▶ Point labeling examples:

════════════════════

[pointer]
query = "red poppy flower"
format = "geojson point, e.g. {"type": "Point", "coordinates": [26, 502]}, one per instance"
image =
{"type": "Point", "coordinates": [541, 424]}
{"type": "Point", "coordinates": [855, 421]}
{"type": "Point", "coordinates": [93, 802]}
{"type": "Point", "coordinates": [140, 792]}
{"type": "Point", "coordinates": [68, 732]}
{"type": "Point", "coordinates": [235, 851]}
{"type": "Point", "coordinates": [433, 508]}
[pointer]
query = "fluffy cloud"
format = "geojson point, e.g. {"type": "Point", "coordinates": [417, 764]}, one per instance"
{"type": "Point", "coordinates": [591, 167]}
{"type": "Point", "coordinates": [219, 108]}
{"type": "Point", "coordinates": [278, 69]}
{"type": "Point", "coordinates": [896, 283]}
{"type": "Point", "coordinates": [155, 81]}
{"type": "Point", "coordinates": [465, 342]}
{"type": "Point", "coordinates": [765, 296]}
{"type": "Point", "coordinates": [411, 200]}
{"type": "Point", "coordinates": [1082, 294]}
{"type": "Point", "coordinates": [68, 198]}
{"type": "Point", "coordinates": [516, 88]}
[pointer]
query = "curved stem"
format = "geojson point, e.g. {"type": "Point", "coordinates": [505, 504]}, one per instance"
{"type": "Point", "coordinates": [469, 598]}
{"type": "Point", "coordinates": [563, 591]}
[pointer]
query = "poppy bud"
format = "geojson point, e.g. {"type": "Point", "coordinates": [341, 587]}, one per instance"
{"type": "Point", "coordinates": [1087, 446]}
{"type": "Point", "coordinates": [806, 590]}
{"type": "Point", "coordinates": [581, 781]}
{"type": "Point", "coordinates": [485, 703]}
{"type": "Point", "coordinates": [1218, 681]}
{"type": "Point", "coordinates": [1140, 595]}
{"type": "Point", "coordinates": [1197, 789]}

════════════════════

▶ Written instruction: Copy every line of the material, please, keeping it exactly the same.

▶ Result of this exercise:
[pointer]
query = "red poppy flower"
format = "geojson point, e.g. {"type": "Point", "coordinates": [26, 502]}, one per instance"
image =
{"type": "Point", "coordinates": [541, 424]}
{"type": "Point", "coordinates": [855, 421]}
{"type": "Point", "coordinates": [93, 802]}
{"type": "Point", "coordinates": [140, 792]}
{"type": "Point", "coordinates": [68, 732]}
{"type": "Point", "coordinates": [235, 851]}
{"type": "Point", "coordinates": [433, 508]}
[pointer]
query = "fluffy cloud"
format = "geojson point, e.g. {"type": "Point", "coordinates": [417, 764]}, one per instance"
{"type": "Point", "coordinates": [591, 167]}
{"type": "Point", "coordinates": [219, 108]}
{"type": "Point", "coordinates": [278, 69]}
{"type": "Point", "coordinates": [896, 283]}
{"type": "Point", "coordinates": [155, 81]}
{"type": "Point", "coordinates": [465, 342]}
{"type": "Point", "coordinates": [765, 296]}
{"type": "Point", "coordinates": [411, 200]}
{"type": "Point", "coordinates": [1082, 294]}
{"type": "Point", "coordinates": [68, 198]}
{"type": "Point", "coordinates": [516, 88]}
[pointer]
query = "curved stem"
format = "geojson point, e.g. {"type": "Point", "coordinates": [505, 504]}, one per instance"
{"type": "Point", "coordinates": [469, 598]}
{"type": "Point", "coordinates": [563, 591]}
[pointer]
query = "poppy bud"
format = "geojson point, e.g. {"type": "Point", "coordinates": [341, 587]}, one per instance"
{"type": "Point", "coordinates": [1087, 446]}
{"type": "Point", "coordinates": [806, 590]}
{"type": "Point", "coordinates": [581, 781]}
{"type": "Point", "coordinates": [485, 703]}
{"type": "Point", "coordinates": [1218, 681]}
{"type": "Point", "coordinates": [1140, 595]}
{"type": "Point", "coordinates": [1197, 789]}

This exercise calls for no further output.